_What to work on_
Pull every line from the entries below that contains the word "building", and copy each one unchanged. Matching is case-sensitive.

Point annotation dataset records:
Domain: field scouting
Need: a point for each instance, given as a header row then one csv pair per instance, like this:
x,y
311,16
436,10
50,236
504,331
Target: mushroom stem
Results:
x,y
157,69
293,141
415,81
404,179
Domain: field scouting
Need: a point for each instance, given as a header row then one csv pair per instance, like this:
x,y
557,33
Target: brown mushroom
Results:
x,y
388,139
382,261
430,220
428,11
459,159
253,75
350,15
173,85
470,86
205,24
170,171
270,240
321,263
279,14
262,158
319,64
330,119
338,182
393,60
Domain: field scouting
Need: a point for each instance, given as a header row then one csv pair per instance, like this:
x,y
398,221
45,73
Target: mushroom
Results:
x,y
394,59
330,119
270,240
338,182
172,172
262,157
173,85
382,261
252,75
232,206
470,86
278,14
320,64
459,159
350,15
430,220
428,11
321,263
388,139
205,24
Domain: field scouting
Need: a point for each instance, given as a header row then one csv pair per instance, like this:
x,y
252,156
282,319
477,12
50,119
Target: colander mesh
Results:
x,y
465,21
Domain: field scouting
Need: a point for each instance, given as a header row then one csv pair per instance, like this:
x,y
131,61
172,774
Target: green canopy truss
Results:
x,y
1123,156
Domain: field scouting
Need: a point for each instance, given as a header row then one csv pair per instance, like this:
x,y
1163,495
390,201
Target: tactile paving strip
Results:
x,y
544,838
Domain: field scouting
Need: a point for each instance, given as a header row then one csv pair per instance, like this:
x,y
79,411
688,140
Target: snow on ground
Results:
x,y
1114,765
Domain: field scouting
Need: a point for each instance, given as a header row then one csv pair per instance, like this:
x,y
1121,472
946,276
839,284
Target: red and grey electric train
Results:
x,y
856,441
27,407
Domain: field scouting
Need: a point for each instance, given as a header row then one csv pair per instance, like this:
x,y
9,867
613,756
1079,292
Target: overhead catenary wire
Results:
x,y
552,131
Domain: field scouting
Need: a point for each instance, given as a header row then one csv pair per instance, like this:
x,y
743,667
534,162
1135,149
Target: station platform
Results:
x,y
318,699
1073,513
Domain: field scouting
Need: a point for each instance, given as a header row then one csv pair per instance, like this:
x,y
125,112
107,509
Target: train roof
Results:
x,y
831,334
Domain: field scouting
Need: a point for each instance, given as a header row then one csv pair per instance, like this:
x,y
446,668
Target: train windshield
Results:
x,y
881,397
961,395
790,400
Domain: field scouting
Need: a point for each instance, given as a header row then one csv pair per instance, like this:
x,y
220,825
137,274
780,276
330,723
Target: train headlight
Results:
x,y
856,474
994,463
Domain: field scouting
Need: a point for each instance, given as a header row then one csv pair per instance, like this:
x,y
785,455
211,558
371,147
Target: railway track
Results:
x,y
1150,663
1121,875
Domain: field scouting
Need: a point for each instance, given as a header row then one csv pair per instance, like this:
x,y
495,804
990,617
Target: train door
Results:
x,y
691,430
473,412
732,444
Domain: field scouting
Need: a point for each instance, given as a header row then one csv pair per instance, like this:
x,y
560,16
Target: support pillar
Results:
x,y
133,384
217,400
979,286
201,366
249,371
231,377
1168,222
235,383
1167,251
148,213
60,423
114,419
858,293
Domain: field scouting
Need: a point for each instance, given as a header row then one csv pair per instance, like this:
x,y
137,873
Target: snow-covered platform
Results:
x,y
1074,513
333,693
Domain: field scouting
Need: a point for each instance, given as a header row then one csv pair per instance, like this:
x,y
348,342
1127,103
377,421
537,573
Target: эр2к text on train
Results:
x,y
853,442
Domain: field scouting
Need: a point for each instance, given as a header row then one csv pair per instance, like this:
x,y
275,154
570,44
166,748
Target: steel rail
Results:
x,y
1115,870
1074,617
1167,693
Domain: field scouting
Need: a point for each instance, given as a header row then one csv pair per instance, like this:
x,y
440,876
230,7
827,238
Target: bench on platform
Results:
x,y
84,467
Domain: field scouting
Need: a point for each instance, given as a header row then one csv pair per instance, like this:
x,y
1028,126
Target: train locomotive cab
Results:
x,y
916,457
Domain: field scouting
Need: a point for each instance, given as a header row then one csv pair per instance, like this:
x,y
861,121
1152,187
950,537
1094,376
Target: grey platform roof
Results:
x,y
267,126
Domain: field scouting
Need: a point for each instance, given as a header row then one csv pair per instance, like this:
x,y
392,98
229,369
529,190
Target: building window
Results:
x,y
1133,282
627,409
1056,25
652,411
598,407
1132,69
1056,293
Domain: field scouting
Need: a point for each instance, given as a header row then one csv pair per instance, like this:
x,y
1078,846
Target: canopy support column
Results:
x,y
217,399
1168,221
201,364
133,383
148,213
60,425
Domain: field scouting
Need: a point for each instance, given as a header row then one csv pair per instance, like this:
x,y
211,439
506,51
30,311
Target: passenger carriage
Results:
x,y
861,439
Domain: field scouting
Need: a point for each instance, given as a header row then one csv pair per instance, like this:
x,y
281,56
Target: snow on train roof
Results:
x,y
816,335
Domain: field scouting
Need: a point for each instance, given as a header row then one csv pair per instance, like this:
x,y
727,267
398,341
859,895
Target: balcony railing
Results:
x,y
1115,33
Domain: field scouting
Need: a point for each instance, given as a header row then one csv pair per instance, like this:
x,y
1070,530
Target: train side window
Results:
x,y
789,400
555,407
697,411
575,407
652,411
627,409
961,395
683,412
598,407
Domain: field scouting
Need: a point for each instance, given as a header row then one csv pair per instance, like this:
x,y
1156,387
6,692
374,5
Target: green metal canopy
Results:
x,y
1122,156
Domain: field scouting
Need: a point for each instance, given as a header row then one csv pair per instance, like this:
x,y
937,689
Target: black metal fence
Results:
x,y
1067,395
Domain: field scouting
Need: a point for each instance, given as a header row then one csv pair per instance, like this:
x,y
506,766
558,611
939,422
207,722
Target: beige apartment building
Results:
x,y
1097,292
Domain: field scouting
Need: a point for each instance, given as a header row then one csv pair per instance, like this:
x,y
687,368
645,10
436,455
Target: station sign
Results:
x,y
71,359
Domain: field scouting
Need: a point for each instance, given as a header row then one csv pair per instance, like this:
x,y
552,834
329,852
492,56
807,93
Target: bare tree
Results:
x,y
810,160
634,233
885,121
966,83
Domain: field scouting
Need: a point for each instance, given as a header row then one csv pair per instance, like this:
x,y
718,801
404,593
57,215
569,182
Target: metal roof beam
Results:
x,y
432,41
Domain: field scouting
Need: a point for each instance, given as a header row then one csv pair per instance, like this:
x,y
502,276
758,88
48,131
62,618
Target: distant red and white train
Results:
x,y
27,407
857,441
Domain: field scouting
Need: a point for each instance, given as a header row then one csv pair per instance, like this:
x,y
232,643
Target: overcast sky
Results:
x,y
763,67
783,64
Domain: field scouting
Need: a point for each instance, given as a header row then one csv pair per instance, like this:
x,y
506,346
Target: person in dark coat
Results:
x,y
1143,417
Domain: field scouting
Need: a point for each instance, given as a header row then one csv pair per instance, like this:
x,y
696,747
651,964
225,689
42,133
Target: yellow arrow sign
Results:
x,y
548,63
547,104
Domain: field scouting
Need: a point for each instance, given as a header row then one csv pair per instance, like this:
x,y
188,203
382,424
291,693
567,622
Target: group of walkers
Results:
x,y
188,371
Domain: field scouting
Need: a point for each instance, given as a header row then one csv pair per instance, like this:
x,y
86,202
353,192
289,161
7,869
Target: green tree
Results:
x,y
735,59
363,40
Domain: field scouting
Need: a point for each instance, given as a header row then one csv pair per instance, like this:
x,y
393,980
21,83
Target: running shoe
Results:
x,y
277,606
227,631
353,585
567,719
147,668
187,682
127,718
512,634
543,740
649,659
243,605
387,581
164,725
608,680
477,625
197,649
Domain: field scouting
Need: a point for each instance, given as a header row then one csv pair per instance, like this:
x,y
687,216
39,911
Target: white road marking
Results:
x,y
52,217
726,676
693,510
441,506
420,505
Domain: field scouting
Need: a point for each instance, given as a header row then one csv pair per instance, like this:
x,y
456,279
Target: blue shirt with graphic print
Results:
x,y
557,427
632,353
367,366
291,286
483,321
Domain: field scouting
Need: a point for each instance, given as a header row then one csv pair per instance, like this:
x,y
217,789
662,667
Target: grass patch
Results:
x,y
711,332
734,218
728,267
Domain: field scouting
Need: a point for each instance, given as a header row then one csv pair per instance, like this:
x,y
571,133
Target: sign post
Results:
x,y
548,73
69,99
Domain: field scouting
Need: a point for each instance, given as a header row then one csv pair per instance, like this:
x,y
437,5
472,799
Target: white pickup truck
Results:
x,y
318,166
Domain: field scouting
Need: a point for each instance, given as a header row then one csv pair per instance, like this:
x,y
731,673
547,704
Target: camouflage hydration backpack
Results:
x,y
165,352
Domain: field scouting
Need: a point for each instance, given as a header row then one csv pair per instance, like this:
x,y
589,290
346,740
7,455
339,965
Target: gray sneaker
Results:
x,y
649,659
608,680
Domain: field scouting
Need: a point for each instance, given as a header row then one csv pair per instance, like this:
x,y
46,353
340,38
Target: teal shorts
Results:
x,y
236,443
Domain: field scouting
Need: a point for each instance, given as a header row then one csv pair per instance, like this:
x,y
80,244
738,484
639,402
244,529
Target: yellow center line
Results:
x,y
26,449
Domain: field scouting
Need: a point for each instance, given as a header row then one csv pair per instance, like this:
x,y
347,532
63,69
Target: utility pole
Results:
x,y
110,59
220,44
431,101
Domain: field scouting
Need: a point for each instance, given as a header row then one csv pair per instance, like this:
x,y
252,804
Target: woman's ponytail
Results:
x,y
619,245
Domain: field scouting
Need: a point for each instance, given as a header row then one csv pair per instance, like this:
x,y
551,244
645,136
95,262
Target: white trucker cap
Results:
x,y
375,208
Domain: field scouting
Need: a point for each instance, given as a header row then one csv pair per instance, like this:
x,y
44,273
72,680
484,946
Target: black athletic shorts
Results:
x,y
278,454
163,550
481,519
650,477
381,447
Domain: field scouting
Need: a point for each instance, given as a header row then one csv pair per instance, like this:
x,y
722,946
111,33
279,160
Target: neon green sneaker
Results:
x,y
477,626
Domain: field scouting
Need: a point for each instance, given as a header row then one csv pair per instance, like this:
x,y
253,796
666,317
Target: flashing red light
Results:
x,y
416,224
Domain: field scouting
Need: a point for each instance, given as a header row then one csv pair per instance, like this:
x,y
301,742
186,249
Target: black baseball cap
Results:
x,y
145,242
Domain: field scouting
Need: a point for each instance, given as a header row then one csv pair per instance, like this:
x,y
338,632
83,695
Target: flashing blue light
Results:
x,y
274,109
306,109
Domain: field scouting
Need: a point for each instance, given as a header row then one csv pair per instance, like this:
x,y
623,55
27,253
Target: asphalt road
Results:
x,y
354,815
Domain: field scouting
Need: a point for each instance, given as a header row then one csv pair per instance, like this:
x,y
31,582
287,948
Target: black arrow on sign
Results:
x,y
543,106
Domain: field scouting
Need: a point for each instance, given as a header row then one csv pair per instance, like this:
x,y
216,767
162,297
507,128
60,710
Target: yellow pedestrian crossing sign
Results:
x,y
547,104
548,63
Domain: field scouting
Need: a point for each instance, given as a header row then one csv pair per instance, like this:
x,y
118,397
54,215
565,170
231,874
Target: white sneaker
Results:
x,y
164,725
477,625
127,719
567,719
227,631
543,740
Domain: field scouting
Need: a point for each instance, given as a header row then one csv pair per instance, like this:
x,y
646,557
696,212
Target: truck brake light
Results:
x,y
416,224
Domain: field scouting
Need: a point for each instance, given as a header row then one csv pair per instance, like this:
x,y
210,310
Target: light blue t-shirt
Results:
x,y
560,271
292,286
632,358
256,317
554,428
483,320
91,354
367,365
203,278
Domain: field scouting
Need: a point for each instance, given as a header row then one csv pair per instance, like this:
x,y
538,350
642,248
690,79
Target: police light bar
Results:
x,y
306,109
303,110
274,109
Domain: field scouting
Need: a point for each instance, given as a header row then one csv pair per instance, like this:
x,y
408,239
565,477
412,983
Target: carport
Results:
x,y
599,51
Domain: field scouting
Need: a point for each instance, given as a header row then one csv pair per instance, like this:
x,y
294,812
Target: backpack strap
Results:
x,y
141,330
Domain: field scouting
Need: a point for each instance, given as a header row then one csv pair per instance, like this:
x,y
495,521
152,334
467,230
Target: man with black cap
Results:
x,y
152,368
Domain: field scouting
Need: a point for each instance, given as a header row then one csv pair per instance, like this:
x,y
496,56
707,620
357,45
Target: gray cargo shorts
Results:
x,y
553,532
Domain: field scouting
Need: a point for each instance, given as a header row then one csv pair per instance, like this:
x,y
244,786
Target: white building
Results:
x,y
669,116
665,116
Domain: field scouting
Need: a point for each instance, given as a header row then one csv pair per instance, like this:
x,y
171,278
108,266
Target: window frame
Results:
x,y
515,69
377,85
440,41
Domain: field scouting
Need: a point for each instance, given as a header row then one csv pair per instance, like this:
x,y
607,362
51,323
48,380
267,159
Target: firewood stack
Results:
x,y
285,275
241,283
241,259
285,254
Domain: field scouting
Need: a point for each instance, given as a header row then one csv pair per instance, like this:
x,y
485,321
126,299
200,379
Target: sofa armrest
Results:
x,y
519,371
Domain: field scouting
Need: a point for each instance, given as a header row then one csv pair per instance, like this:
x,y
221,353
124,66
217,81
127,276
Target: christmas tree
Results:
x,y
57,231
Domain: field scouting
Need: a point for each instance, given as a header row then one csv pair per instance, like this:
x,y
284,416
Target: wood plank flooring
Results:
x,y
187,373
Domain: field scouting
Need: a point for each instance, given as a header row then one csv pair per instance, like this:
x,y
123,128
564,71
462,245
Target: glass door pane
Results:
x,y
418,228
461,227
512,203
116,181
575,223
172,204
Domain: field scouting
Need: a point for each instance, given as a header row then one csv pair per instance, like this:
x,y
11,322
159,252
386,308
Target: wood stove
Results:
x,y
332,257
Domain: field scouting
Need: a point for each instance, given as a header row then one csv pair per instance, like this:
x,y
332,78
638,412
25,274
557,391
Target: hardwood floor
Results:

_Solution_
Target: building window
Target: beige apartment building
Target: white building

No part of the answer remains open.